### Tugas Tertulis
1. Hitunglah berapa baris dalam catatan yang memuat string "opening", dengan memperhatikan huruf besar dan kecil. Tuliskan angkanya saja.
2. Lanjutkan teks tentang perubahan sosial mulai dari titik akhirnya.

### Teks Sumber

────────────────

Sedangkan faktor penyebab dari luar masyarakat adalah lingkungan fisik sekitar,
peperangan, pengaruh kebudayaan masyarakat lain.
B.
Rumusan
Masalah
Berdasarkan
uraian pada latar belakang di atas maka permasalahan yang akan dibahas dalam
makalah ini adalah bagaimana perubahan sosial terjadi di desa Batupute dan
dampak apa yang ditimbulkan dalam dalam masyarakat akibat perubahan sosial
tersebut.
C.
Tujuan
Tujuan penulisan
makalah ini adalah untuk mengetahui bagaimana perubahan sosial terjadi di desa
Batupute dan dampak apa yang ditimbulkan dalam dalam masyarakat akibat
perubahan sosial tersebut.
BAB II
PEMBAHASAN
PEMBAHASAN
A.
Pengertian
Perubahan Sosial
Perubahan
sosial dapat diartikan sebagai segala perubahan pada lembaga-lembaga sosial
dalam suatu masyarakat. Perubahan-perubahan pada lembaga-lembaga sosial itu
selanjutnya mempunyai pengaruhnya pada sistem-sistem sosialnya, termasuk di
dalamnya nilai-nilai, pola-pola perilaku ataupun sikap-sikap dalam masyarakat itu
yang terdiri dari kelompok-kelompok sosial.
Masih
banyak faktor-faktor penyebab perubahan sosial yang dapat disebutkan, ataupun
mempengaruhi proses suatu perubahan sosial. Kontak-kontak dengan kebudayaan
lain yang kemudian memberikan pengaruhnya, perubahan pendidikan, ketidakpuasan
masyarakat terhadap bidang-bidang kehidupan tertentu, penduduk yang heterogen,
tolerasi terhadap perbuatan-perbuatan yang semula dianggap menyimpang dan
melanggar tetapi yang lambat laun menjadi norma-norma, bahkan peraturan-peraturan
atau hukum-hukum yang bersifat formal.

────────────────

[Baris dataset tentang letak objek]

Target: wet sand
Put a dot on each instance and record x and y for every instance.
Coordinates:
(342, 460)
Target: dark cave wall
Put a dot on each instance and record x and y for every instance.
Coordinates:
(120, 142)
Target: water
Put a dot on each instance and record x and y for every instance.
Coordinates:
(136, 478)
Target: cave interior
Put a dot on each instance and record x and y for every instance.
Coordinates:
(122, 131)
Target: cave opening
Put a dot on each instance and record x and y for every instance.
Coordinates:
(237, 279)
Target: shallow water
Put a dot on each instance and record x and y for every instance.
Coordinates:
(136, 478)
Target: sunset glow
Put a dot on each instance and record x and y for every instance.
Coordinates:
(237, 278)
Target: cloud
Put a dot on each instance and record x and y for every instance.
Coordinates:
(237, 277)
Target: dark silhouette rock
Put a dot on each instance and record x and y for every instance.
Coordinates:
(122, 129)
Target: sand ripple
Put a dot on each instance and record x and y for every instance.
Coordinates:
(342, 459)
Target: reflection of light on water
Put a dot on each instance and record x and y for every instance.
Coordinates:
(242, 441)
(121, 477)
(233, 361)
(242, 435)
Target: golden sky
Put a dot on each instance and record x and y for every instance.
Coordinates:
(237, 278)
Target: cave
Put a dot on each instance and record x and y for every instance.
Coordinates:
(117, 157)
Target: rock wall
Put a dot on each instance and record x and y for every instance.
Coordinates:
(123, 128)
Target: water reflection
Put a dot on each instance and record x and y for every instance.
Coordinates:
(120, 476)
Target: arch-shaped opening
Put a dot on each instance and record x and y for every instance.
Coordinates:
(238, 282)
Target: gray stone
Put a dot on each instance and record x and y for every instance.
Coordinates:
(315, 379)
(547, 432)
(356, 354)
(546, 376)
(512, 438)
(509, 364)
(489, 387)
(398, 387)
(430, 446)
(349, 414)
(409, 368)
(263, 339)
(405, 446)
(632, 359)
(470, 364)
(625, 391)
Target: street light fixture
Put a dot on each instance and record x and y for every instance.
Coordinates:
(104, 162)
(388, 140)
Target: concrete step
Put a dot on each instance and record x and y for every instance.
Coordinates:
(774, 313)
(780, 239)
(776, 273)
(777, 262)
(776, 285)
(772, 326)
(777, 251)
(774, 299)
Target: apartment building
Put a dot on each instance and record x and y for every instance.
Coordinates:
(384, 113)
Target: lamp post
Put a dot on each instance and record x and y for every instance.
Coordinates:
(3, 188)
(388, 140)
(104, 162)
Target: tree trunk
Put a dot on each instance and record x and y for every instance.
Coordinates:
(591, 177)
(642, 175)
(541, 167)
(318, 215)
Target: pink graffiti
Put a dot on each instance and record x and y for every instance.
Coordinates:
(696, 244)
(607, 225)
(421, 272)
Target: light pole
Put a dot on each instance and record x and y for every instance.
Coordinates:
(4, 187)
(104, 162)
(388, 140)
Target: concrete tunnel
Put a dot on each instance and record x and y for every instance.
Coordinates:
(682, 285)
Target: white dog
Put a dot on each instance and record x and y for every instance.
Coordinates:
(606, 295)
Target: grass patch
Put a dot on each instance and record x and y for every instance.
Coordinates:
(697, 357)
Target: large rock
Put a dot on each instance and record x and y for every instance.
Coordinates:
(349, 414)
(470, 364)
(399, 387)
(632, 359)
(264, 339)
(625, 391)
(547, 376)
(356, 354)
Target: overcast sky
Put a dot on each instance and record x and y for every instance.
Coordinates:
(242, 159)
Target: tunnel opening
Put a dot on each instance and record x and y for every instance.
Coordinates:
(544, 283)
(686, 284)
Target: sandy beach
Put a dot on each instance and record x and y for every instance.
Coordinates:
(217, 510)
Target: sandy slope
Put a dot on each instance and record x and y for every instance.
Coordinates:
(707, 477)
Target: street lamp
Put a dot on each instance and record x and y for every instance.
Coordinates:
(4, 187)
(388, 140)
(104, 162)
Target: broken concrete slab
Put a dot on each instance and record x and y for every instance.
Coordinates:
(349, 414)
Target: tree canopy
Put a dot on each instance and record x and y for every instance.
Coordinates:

────────────────

### Kunci Jawaban
1. 3

2.
Perubahan
itu dapat mengenai lingkungan hidup dalam arti lebih luas lagi, mengenai
nilai-nilai sosial, norma-norma sosial, pola-pola keperilakuan,
strukturstruktur, organisasi, lembaga-lembaga, lapisan-lapisan masyarakat,
relasi-relasi sosial, sistem-sistem komunikasi itu sendiri. Juga perihal
kekuasaan dan wewenang, interaksi sosial, kemajuan teknologi dan seterusnya.
Ada
pandangan yang menyatakan bahwa perubahan sosial itu merupakan suatu respons
ataupun jawaban dialami terhadap perubahan-perubahan tiga unsur utama :
1. Faktor
alam
2. Faktor
teknologi
3. Faktor
kebudayaan
Kalau
ada perubahan daripada salah satu faktor tadi, ataupun kombinasi dua
diantaranya, atau bersama-sama, maka terjadilah perubahan sosial. Faktor alam
apabila yang dimaksudkan adalah perubahan jasmaniah, kurang sekali menentukan
perubahan sosial. Hubungan korelatif antara perubahan slam dan perubahan sosial
atau masyarakat tidak begitu kelihatan, karena jarang sekali alam mengalami
perubahan yang menentukan, kalaupun ada maka prosesnya itu adalah lambat.
Dengan demikian masyarakat jauh lebih cepat berubahnya daripada perubahan alam.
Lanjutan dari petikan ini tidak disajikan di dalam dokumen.